START

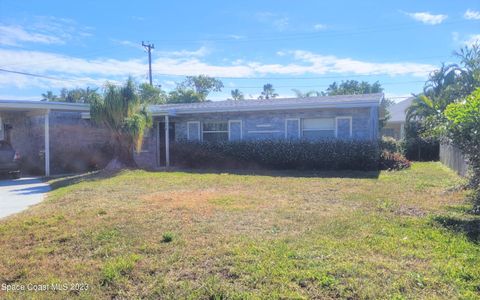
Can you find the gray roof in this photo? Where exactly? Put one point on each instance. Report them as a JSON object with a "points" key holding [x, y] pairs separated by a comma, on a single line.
{"points": [[398, 110], [366, 100]]}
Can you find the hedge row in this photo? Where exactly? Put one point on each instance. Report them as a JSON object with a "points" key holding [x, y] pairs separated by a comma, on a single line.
{"points": [[323, 155]]}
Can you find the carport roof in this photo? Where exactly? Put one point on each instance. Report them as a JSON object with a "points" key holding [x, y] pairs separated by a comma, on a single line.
{"points": [[340, 101], [27, 105]]}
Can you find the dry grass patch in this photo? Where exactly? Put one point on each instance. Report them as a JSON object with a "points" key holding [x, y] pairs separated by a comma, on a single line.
{"points": [[274, 235]]}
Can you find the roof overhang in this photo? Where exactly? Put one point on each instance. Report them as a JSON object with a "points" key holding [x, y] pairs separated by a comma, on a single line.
{"points": [[19, 105], [157, 111]]}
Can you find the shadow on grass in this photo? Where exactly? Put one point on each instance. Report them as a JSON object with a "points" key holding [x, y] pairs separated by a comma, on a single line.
{"points": [[469, 227], [56, 183], [286, 173]]}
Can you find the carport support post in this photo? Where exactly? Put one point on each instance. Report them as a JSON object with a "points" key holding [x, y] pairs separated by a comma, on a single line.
{"points": [[47, 143], [167, 143]]}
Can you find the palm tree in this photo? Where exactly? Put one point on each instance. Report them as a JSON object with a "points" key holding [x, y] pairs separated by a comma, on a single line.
{"points": [[237, 95], [441, 89], [123, 113], [268, 92], [49, 96], [300, 94]]}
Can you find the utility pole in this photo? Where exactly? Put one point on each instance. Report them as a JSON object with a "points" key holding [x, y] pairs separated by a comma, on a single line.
{"points": [[149, 48]]}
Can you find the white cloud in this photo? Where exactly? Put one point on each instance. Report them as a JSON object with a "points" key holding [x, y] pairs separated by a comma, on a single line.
{"points": [[428, 18], [42, 30], [277, 21], [319, 27], [13, 35], [473, 39], [236, 36], [281, 23], [472, 15], [83, 72], [200, 52]]}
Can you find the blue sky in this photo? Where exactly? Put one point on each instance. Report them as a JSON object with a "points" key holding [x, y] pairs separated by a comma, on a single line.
{"points": [[302, 45]]}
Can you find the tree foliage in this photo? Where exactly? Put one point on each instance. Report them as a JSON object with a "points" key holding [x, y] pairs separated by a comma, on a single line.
{"points": [[237, 94], [351, 87], [463, 129], [194, 89], [125, 115], [151, 94], [300, 94], [268, 92], [77, 95]]}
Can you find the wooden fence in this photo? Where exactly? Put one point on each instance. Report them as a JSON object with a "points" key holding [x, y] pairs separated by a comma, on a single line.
{"points": [[453, 158]]}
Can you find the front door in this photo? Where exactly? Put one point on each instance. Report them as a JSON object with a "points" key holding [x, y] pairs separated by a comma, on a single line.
{"points": [[161, 140]]}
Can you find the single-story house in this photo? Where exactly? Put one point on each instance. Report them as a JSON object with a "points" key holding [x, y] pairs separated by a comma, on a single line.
{"points": [[395, 126], [60, 133]]}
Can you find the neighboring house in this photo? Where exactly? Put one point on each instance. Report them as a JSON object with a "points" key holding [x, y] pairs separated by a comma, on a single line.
{"points": [[341, 117], [395, 126]]}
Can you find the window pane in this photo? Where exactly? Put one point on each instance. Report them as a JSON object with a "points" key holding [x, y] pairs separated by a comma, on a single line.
{"points": [[343, 128], [215, 136], [215, 126], [318, 134], [319, 124]]}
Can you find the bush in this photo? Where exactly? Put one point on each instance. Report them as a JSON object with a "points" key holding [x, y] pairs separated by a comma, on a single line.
{"points": [[167, 237], [390, 144], [393, 161], [464, 130], [277, 154], [415, 147], [419, 149]]}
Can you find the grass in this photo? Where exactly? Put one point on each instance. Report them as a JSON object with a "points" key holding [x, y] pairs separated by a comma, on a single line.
{"points": [[171, 235]]}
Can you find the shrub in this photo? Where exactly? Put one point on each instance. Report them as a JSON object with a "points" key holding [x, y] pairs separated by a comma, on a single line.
{"points": [[393, 161], [389, 144], [167, 237], [278, 154], [416, 147], [464, 130]]}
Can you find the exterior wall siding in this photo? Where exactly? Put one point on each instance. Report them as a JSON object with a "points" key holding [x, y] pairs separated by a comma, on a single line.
{"points": [[75, 144], [271, 125]]}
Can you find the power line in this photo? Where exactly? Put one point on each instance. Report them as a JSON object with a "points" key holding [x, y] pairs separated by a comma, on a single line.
{"points": [[257, 38], [149, 48], [242, 87]]}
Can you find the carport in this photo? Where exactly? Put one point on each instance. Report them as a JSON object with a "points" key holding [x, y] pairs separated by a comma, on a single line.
{"points": [[29, 109]]}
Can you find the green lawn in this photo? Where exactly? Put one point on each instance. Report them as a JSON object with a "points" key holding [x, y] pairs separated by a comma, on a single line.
{"points": [[140, 234]]}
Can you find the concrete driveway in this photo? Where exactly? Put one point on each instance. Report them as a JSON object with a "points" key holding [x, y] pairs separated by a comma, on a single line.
{"points": [[17, 195]]}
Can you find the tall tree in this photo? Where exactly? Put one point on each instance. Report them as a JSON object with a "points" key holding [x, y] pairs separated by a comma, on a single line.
{"points": [[49, 96], [354, 87], [77, 95], [151, 94], [268, 92], [350, 87], [300, 94], [182, 95], [202, 85], [123, 113], [237, 94]]}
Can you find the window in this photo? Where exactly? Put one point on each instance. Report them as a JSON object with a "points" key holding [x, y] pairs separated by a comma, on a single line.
{"points": [[215, 131], [193, 131], [315, 129], [2, 132], [344, 127]]}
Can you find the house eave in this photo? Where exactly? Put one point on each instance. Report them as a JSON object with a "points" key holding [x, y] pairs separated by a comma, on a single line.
{"points": [[175, 111], [25, 105]]}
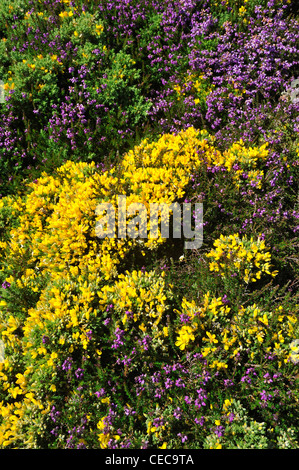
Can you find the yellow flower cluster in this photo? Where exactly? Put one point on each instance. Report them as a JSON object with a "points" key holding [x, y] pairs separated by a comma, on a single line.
{"points": [[220, 334], [138, 297], [246, 257], [158, 172]]}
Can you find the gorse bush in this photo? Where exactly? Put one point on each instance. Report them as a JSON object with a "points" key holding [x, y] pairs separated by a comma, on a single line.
{"points": [[135, 341]]}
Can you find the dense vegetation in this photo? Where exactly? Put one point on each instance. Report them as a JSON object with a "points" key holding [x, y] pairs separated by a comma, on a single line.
{"points": [[139, 342]]}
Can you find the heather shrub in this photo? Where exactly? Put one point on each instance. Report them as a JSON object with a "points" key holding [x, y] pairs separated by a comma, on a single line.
{"points": [[113, 332]]}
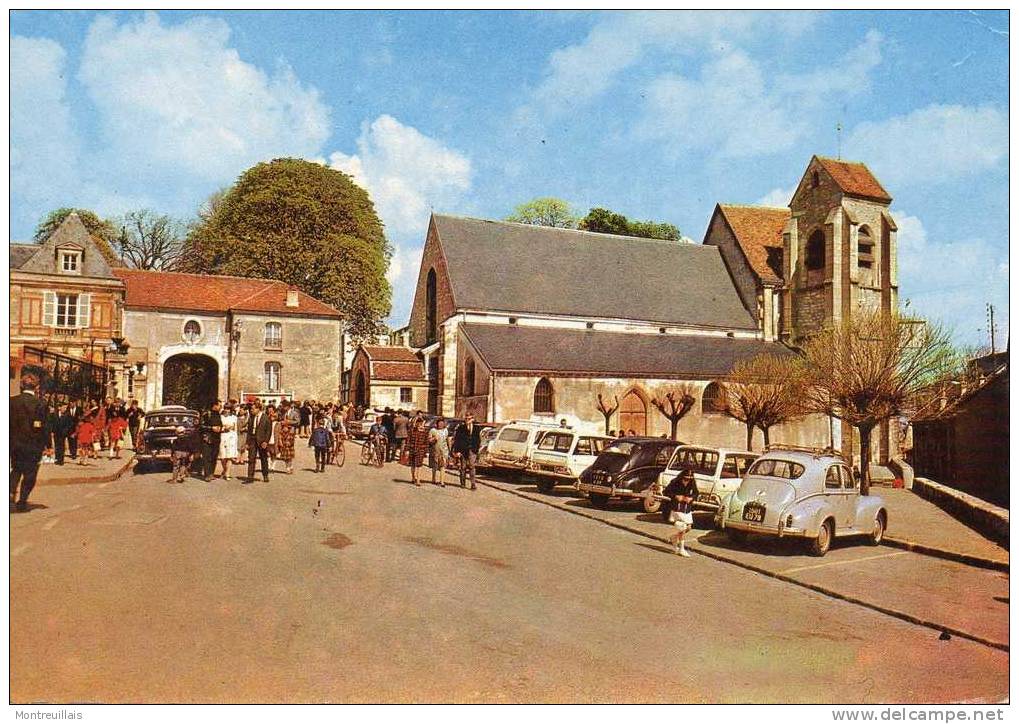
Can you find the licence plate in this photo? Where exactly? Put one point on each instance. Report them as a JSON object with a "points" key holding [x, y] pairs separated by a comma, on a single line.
{"points": [[753, 513]]}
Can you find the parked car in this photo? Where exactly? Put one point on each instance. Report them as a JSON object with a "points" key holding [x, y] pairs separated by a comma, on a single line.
{"points": [[717, 472], [626, 468], [160, 430], [512, 448], [802, 493], [562, 455]]}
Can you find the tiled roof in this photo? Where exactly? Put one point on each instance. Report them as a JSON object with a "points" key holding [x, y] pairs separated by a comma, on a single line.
{"points": [[207, 292], [398, 372], [854, 178], [380, 352], [504, 267], [540, 349], [757, 229]]}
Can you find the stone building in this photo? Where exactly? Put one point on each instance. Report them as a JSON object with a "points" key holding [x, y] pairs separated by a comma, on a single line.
{"points": [[65, 312], [219, 336]]}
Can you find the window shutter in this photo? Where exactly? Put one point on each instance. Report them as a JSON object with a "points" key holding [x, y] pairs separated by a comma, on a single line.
{"points": [[49, 309], [84, 311]]}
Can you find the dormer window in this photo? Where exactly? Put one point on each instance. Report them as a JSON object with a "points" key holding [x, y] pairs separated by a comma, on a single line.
{"points": [[70, 262]]}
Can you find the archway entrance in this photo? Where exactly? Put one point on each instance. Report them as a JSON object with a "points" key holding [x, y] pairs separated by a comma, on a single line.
{"points": [[191, 380], [633, 413], [360, 389]]}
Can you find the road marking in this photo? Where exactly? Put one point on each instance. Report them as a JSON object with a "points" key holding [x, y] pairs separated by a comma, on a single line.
{"points": [[853, 560]]}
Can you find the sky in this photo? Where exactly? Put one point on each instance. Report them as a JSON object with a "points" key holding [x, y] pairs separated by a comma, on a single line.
{"points": [[656, 115]]}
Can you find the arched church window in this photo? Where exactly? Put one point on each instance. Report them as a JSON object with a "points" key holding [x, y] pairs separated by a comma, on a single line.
{"points": [[544, 396], [815, 251]]}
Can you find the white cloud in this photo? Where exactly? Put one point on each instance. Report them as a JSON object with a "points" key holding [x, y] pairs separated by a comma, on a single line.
{"points": [[737, 110], [406, 172], [951, 281], [932, 144], [44, 147], [178, 99]]}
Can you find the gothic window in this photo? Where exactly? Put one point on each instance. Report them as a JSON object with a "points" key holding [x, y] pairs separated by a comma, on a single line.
{"points": [[431, 331], [544, 396], [865, 247], [815, 251], [713, 399]]}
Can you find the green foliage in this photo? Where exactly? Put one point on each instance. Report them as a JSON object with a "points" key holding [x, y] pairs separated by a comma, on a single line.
{"points": [[545, 211], [305, 224], [102, 231], [608, 222]]}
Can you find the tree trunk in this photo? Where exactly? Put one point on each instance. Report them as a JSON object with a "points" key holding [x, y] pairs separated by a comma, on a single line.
{"points": [[865, 431]]}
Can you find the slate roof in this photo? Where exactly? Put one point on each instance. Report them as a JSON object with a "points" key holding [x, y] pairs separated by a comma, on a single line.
{"points": [[541, 349], [854, 178], [207, 292], [757, 229], [500, 266]]}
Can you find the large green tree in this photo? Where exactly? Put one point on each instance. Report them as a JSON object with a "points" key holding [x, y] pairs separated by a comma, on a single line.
{"points": [[103, 232], [608, 222], [305, 224]]}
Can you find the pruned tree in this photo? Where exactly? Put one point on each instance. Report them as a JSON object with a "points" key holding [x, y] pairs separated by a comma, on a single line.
{"points": [[151, 240], [868, 368], [607, 411], [675, 405], [765, 391]]}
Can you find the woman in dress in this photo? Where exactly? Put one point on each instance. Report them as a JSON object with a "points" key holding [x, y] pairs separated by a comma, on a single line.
{"points": [[228, 439]]}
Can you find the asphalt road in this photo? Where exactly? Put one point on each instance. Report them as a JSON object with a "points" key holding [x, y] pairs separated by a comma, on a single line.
{"points": [[354, 586]]}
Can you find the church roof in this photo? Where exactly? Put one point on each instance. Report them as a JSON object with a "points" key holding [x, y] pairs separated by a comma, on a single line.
{"points": [[545, 349], [757, 229], [505, 267], [207, 292], [854, 178]]}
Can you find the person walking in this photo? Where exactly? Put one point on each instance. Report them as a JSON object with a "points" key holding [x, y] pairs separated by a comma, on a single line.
{"points": [[258, 434], [438, 446], [417, 448], [681, 493], [320, 439], [228, 440], [211, 428], [28, 439], [466, 444]]}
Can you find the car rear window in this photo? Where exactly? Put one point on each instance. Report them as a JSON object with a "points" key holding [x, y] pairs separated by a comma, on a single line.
{"points": [[776, 468], [514, 435]]}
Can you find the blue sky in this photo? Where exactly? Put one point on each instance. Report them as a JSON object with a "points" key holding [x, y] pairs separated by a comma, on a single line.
{"points": [[653, 114]]}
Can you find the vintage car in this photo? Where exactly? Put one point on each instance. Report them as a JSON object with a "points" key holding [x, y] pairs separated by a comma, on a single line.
{"points": [[156, 438], [803, 493], [562, 455], [626, 468], [717, 472]]}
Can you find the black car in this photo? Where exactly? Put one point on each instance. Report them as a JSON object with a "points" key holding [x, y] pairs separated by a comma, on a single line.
{"points": [[156, 439], [626, 468]]}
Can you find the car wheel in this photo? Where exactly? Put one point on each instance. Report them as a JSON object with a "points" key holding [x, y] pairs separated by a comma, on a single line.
{"points": [[546, 486], [820, 545], [877, 535]]}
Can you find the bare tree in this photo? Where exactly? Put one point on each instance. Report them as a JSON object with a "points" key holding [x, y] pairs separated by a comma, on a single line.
{"points": [[675, 405], [764, 391], [151, 240], [607, 411], [867, 369]]}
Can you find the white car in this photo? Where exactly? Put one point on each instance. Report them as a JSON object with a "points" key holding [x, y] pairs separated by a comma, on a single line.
{"points": [[562, 455], [717, 472]]}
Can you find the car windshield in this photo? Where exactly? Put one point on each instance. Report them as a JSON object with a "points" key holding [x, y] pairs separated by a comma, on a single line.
{"points": [[772, 467], [702, 461]]}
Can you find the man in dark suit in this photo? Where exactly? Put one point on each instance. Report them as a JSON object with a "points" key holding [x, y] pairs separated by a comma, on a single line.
{"points": [[259, 434], [466, 444], [29, 437]]}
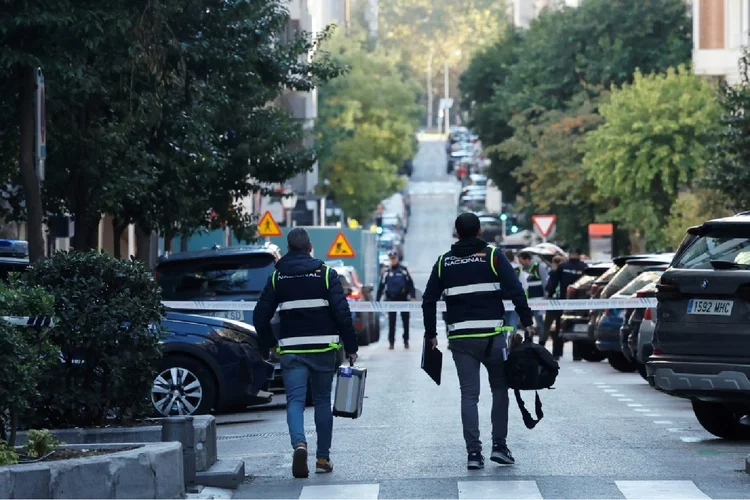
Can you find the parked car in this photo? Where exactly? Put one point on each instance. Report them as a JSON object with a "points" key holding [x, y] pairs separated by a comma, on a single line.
{"points": [[701, 346], [209, 364], [606, 323], [220, 274], [366, 324], [574, 325]]}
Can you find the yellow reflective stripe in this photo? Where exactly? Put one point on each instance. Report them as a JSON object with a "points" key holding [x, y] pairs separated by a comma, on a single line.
{"points": [[492, 260]]}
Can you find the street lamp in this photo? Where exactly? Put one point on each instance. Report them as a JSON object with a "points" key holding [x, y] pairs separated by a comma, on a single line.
{"points": [[289, 202]]}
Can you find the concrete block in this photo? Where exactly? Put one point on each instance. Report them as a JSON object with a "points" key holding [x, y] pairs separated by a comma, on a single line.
{"points": [[227, 474]]}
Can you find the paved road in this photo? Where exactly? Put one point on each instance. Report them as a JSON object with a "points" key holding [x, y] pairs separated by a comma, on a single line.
{"points": [[604, 435]]}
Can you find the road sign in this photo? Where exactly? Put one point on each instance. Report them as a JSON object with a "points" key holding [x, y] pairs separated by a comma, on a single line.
{"points": [[341, 247], [267, 226], [544, 224]]}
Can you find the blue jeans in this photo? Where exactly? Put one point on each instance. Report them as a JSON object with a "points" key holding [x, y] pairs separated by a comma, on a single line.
{"points": [[319, 368]]}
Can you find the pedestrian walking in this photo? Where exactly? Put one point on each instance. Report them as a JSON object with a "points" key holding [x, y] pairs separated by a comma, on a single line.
{"points": [[511, 318], [315, 321], [553, 317], [567, 273], [534, 288], [397, 285], [473, 276]]}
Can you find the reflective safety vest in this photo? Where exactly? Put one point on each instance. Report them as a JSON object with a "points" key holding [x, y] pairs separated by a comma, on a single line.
{"points": [[304, 313], [473, 295], [534, 281]]}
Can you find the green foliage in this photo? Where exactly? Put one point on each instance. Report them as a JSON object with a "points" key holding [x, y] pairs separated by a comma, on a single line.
{"points": [[25, 353], [653, 144], [8, 455], [367, 121], [158, 111], [105, 309], [729, 169], [40, 443]]}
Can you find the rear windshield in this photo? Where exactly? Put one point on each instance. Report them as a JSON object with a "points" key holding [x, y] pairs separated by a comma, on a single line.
{"points": [[722, 247], [200, 279]]}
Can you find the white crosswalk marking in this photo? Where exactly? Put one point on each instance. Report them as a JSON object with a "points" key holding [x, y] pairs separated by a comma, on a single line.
{"points": [[344, 491], [498, 489], [648, 490]]}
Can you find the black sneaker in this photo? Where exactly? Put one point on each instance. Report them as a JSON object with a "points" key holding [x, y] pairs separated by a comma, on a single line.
{"points": [[475, 461], [501, 455]]}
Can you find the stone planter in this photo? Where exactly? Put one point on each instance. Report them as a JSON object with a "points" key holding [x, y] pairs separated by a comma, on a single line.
{"points": [[149, 471], [204, 429]]}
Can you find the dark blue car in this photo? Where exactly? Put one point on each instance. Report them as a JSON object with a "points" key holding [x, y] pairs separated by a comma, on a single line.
{"points": [[209, 364]]}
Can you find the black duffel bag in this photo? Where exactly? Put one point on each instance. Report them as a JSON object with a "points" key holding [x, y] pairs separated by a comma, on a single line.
{"points": [[529, 367]]}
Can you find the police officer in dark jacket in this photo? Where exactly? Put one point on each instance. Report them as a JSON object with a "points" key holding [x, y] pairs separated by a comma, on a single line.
{"points": [[398, 286], [473, 276], [566, 274], [315, 321]]}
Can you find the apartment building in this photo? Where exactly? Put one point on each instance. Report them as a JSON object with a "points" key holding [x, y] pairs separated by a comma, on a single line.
{"points": [[720, 31]]}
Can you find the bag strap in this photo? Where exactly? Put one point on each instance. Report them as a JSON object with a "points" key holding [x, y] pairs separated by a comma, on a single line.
{"points": [[529, 422]]}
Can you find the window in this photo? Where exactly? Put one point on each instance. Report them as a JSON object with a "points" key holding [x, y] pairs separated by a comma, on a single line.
{"points": [[214, 277], [721, 247]]}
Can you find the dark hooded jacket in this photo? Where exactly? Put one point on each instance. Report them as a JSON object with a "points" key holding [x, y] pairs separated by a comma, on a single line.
{"points": [[479, 306], [302, 277]]}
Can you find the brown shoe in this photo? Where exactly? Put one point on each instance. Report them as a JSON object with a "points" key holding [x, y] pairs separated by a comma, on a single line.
{"points": [[299, 462]]}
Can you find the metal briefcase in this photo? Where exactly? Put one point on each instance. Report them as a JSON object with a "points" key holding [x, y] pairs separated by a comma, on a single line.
{"points": [[350, 392]]}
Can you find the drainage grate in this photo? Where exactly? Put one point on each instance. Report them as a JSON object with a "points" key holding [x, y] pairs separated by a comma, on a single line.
{"points": [[233, 437]]}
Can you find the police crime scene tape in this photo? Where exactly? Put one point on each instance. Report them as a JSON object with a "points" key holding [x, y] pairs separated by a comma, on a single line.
{"points": [[356, 306]]}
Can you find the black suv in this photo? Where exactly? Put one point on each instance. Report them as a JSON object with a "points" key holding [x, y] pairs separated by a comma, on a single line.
{"points": [[702, 336]]}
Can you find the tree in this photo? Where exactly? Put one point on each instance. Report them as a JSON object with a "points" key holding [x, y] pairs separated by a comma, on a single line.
{"points": [[653, 144], [729, 170], [367, 122]]}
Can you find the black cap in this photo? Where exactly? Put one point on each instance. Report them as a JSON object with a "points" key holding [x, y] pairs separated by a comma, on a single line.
{"points": [[467, 225]]}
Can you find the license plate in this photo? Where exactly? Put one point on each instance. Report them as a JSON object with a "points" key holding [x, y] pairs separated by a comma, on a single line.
{"points": [[235, 315], [710, 307]]}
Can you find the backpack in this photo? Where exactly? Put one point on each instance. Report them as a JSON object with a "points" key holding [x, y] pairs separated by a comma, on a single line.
{"points": [[530, 367], [395, 283]]}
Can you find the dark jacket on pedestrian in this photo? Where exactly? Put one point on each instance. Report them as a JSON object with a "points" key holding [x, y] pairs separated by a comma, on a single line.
{"points": [[567, 273], [312, 307], [472, 262], [396, 284]]}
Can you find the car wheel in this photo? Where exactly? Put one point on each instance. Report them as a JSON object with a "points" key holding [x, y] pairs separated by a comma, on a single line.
{"points": [[620, 363], [642, 371], [721, 421], [183, 386]]}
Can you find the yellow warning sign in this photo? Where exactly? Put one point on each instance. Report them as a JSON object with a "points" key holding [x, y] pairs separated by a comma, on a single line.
{"points": [[341, 247], [267, 226]]}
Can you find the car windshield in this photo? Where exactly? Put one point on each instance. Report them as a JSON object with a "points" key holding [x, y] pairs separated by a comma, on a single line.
{"points": [[215, 277], [721, 248]]}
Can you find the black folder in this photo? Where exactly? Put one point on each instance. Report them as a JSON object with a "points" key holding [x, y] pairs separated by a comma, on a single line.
{"points": [[432, 361]]}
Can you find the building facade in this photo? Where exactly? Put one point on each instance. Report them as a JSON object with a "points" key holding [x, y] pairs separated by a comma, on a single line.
{"points": [[720, 31]]}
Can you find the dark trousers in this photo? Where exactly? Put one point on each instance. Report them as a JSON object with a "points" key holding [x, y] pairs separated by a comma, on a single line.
{"points": [[557, 340], [392, 326]]}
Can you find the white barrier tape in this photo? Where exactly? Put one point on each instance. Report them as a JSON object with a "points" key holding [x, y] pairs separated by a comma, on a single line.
{"points": [[29, 320], [534, 304]]}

END

Everything from the line with "Can you find the building" through the last line of the material above should be echoed exactly, and nothing else.

Can you find the building facade in this photo? Where exactly? Put one point on each instance. Report them as a JSON object with a "points" key holding [x, y] pairs separated by a comma, on a single line.
{"points": [[720, 31]]}
Can you find the dark trousers in this photo? Where exactly? Put one point on each instance. Report them as a JSON object with a "points" key holding [x, y] pairs separated by a comma, on a single line.
{"points": [[557, 340], [392, 326]]}
Can you find the white barrier tape in this photo? Where exactly? Put one point on each instance. Report them as a JSON object with a "points" key holding [x, y] pairs separated by a comma, on a single line.
{"points": [[29, 320], [534, 304]]}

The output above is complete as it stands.